*** Data in this exercise ***
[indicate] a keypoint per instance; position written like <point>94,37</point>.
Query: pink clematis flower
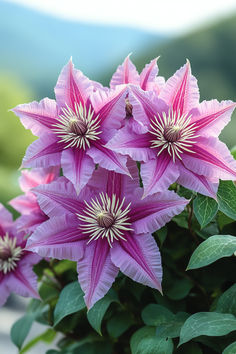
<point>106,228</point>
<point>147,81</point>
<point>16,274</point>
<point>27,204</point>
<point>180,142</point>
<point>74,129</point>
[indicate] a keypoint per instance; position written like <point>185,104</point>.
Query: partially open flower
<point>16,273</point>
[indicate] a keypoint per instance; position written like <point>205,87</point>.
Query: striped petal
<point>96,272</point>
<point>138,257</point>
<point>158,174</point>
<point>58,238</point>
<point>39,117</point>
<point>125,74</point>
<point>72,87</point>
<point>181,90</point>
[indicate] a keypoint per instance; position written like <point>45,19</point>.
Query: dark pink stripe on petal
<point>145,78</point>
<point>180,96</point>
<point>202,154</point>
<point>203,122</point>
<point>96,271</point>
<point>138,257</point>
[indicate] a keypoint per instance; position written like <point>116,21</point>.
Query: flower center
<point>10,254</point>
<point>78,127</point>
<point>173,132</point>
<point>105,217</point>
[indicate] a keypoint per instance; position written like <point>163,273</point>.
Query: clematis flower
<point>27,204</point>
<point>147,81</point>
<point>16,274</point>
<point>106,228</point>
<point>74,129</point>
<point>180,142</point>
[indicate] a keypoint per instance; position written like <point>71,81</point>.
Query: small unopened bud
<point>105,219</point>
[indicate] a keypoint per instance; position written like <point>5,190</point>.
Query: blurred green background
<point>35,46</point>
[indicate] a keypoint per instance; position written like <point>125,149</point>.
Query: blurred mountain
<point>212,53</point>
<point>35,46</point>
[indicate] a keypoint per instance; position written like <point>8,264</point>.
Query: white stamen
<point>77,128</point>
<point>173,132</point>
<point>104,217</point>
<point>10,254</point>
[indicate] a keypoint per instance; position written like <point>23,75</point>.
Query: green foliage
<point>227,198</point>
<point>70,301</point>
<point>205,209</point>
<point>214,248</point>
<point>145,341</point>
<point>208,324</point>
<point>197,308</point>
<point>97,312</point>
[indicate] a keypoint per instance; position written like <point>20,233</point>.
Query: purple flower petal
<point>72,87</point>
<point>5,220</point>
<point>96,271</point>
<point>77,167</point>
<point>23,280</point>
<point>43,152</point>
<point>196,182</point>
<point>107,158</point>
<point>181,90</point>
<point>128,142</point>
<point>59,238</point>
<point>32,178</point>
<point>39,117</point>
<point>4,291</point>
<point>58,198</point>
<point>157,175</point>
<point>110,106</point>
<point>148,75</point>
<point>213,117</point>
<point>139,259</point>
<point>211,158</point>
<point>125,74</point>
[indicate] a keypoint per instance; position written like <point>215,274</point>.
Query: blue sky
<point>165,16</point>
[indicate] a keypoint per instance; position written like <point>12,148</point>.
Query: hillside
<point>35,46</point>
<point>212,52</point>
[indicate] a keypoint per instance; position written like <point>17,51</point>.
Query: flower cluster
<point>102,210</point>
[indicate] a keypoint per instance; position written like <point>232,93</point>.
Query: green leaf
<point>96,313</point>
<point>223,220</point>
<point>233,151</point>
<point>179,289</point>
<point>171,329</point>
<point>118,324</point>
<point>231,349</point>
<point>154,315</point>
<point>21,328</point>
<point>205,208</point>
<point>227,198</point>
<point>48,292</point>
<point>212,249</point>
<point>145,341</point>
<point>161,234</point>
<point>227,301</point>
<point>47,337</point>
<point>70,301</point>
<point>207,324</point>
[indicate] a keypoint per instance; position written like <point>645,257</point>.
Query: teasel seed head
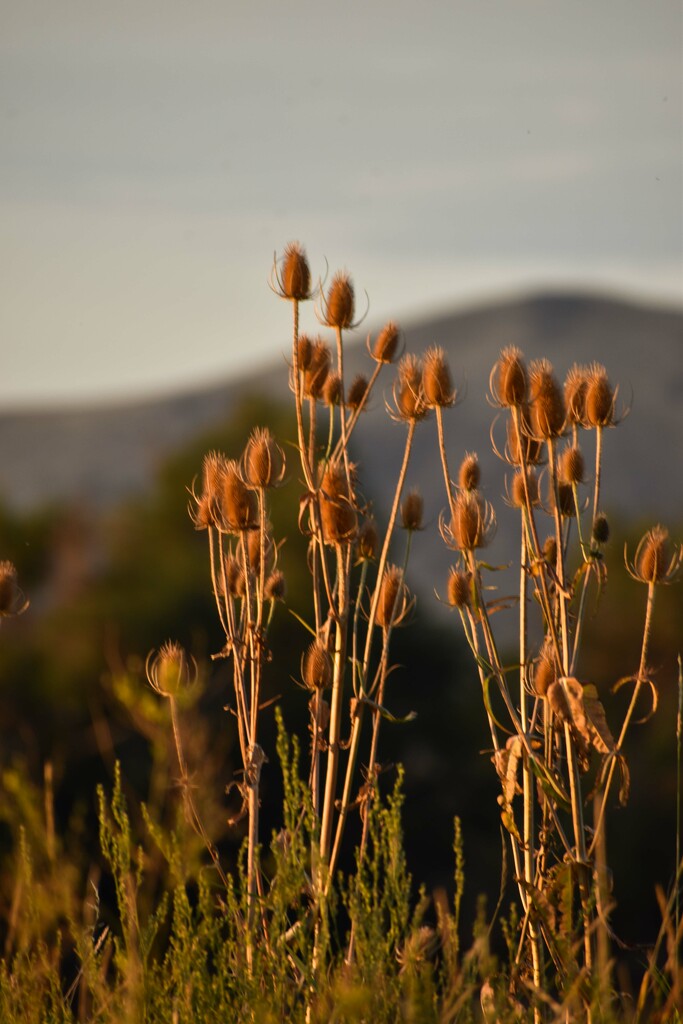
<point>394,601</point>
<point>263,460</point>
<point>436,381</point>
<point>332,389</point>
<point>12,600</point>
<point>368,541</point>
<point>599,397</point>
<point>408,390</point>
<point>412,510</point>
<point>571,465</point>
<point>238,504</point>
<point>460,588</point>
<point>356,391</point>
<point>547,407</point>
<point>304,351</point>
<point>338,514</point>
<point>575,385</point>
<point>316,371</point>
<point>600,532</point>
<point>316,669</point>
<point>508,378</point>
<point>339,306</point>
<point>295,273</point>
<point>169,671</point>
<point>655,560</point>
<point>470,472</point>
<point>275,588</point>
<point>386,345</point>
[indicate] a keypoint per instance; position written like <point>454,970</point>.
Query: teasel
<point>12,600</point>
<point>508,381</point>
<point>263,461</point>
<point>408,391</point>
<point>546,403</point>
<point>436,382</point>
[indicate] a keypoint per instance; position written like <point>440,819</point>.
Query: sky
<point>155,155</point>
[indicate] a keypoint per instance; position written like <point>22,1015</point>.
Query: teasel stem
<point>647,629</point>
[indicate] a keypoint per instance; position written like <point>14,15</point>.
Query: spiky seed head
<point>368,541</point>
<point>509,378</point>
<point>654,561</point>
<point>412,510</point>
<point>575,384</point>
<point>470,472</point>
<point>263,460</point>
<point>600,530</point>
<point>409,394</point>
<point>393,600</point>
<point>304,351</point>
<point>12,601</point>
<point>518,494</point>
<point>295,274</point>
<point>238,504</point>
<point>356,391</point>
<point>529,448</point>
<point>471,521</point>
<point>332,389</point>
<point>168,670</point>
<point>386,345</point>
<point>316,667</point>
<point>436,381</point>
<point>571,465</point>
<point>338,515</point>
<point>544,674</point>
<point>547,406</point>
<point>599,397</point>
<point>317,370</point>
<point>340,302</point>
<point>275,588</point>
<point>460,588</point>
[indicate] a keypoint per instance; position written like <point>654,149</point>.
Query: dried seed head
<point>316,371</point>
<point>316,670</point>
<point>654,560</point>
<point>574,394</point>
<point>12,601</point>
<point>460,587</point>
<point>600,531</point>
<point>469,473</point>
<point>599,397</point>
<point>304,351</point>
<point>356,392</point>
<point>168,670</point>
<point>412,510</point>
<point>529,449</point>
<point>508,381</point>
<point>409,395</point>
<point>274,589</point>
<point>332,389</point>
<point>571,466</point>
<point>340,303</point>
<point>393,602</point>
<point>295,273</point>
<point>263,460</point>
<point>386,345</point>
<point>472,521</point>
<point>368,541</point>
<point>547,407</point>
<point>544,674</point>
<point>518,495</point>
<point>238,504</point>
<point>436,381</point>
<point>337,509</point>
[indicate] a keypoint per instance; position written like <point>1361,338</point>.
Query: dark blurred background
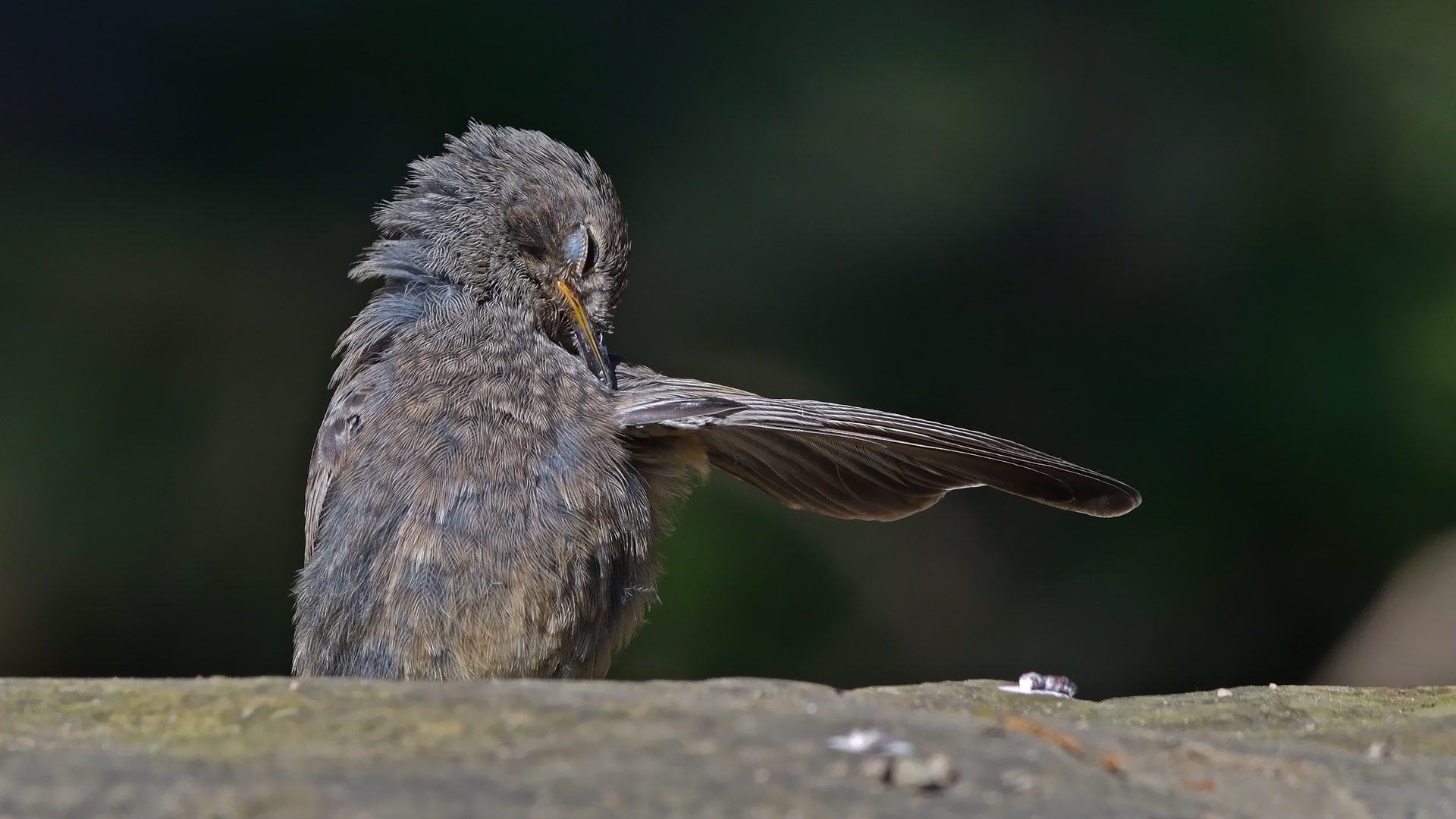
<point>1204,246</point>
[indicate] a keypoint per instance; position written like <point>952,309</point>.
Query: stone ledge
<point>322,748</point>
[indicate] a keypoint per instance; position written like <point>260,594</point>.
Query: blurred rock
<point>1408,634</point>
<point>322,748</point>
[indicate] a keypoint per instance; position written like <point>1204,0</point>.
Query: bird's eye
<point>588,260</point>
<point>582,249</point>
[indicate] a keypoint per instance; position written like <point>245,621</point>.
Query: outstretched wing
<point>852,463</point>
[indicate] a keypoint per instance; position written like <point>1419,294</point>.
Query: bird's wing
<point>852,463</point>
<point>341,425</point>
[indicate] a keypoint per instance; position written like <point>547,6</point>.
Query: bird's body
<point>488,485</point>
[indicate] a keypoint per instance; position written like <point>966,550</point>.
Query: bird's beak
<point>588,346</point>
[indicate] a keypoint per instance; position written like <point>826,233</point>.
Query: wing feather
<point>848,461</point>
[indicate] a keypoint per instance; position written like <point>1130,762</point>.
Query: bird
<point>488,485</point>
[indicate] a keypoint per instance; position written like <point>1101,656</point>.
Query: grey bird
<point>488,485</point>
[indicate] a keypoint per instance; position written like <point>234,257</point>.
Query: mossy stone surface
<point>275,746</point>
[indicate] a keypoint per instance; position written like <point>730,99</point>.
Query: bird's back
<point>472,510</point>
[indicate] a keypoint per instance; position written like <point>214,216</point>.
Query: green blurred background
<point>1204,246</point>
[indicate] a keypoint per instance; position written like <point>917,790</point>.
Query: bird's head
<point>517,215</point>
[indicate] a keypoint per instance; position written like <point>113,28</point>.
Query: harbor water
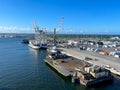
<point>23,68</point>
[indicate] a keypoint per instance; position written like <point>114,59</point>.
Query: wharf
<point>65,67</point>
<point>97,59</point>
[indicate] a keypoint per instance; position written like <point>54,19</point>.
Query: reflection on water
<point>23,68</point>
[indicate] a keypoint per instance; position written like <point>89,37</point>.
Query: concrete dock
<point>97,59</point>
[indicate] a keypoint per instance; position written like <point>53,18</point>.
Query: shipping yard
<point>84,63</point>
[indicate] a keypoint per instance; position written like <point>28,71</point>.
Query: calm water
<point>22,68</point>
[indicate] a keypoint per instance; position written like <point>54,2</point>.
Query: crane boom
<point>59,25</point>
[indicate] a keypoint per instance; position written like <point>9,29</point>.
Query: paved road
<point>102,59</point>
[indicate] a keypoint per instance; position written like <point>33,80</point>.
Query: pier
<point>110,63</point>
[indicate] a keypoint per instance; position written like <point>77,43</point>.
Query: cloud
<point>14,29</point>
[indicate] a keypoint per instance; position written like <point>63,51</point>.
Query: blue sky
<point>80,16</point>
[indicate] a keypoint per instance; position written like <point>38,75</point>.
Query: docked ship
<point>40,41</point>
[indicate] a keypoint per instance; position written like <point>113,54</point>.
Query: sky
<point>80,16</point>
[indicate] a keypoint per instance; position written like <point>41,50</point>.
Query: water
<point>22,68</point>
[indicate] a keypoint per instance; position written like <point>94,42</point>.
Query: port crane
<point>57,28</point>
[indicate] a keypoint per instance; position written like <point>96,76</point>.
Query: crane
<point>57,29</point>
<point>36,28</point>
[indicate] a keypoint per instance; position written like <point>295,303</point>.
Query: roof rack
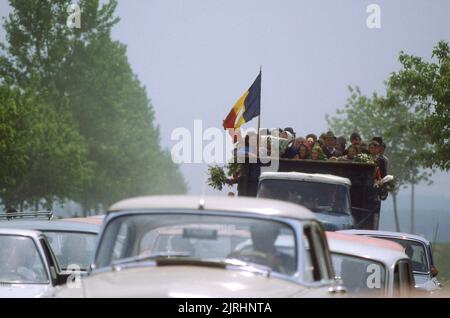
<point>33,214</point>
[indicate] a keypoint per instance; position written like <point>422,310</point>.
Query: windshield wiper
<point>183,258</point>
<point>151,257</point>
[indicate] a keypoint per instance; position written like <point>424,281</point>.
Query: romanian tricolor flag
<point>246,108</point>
***
### Instructions to follow
Restate word for word the lines above that start at the line containing "written like <point>38,75</point>." and run to the end of the listing; exclude the pictures.

### Solution to the problem
[indicate] a keypoint per instance; position written like <point>38,75</point>.
Query: docked ship
<point>40,41</point>
[indicate] a keypoint per instance; position written like <point>113,54</point>.
Query: sky
<point>80,16</point>
[indicate] a keypoint per instance; position written like <point>41,50</point>.
Query: water
<point>22,68</point>
[indicate] a keypoint per instance; position written like <point>94,42</point>.
Query: port crane
<point>57,28</point>
[indicate] a keypoint per instance; position written like <point>96,76</point>.
Query: crane
<point>57,29</point>
<point>36,28</point>
[indicate] a keypoint per instance; position written like <point>295,303</point>.
Query: roof rack
<point>33,214</point>
[indicate] a keypoint per instance; position written like <point>422,310</point>.
Query: windshield wiper
<point>183,258</point>
<point>151,257</point>
[indicate] a keypoint per instance; position written like <point>424,281</point>.
Query: romanian tricolor flag
<point>246,108</point>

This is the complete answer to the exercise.